§ Data under study:
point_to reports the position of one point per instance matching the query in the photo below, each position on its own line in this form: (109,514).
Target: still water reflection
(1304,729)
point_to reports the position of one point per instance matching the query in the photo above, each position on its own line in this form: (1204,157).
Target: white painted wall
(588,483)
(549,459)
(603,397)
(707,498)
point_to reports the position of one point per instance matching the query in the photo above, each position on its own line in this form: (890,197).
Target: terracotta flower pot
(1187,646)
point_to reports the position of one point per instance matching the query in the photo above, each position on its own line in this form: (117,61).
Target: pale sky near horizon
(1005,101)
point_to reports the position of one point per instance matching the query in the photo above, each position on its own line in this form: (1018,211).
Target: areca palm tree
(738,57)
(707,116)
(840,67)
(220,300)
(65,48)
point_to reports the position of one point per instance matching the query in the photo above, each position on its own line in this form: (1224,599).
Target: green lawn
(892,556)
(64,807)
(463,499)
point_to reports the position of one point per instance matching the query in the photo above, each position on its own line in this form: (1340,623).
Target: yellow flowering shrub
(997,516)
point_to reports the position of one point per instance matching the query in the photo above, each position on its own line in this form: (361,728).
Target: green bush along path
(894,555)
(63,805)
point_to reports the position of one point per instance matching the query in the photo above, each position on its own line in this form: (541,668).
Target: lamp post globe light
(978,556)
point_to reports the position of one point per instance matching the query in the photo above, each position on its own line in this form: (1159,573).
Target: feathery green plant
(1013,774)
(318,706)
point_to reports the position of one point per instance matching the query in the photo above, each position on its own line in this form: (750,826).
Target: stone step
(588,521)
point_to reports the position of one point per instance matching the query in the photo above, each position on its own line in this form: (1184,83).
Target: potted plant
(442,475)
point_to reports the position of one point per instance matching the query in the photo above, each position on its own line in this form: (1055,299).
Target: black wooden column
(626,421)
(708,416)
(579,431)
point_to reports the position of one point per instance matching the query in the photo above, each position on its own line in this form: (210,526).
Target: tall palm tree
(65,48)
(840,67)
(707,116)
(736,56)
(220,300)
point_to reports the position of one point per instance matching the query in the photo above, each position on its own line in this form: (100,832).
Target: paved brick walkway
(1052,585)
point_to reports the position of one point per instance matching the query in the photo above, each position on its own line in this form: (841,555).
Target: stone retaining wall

§ Problem statement:
Each entry above must be set down again without alteration.

§ Exercise answer:
point_to reports the position of one point per instance matching the query in the photo below, each position on its own line in this form: (109,514).
Target: still water reflection
(1304,729)
point_to reports the position of one point per instance matching the query in the photo above, each position on its own line in this form: (1204,157).
Target: white painted wall
(588,483)
(549,459)
(603,397)
(707,498)
point_to reports the position of one point per instance matching the query in the photo above, each position on its own line in this form: (890,197).
Target: terracotta flower pot
(1187,646)
point_to reports the position of one point per instance matching the query in the photo above, each position on its own line in this form: (117,61).
Target: pale sky near horizon
(1005,101)
point_to reports the position of one point per instance matching the query in the photo above, each position on its own line in this form: (1018,211).
Target: areca palm tree
(738,57)
(707,116)
(840,67)
(220,300)
(65,48)
point_to reports the position of one point per instance matching the query in the photo above, each position on its own line in this form: (1224,599).
Target: green lawn
(892,556)
(64,807)
(463,499)
point_to reports the position of one point per instance matching the query in the photo above, each position on its own line in this form: (1340,623).
Target: yellow flowering shrub
(997,516)
point_to reports the position of one point per instance matching the query in the photo above, each position on its own line in this form: (361,728).
Target: green bush along path
(894,555)
(63,805)
point_to reports the position of one point per instance matching the query in the photo above, each position on its own line in this form: (541,668).
Target: lamp post globe light
(978,556)
point_to reports the position of one point per instance matching the query in the photo above, each position on its own line in this form: (1159,573).
Target: feathery green plant
(1013,774)
(318,706)
point_to reports the position of one point per instance matching the query in the photo above, each position on its own line in this form: (750,826).
Target: stone step
(588,521)
point_to reports the position of one point per instance matching the query in the photo above, each position on its own line in this form: (1184,83).
Target: potted plant
(442,475)
point_to reports the position of one point per instance matching the query in the photo above, each position on its own line in this form: (1055,299).
Target: black wooden column
(626,421)
(708,416)
(579,431)
point_to reports the position of one point per instance matching the query in the photo above, each position on its own line in this form: (210,526).
Target: tall palm tree
(65,48)
(840,67)
(707,116)
(736,56)
(220,300)
point_to reports the position of one point per instance matching the query in the photo above, each position on its own line in this form: (100,832).
Target: paved brick walkway
(1052,585)
point_to reports the position of one point per instance matching the query in the photo above, each position on its own line in this form: (841,555).
Target: stone retaining wall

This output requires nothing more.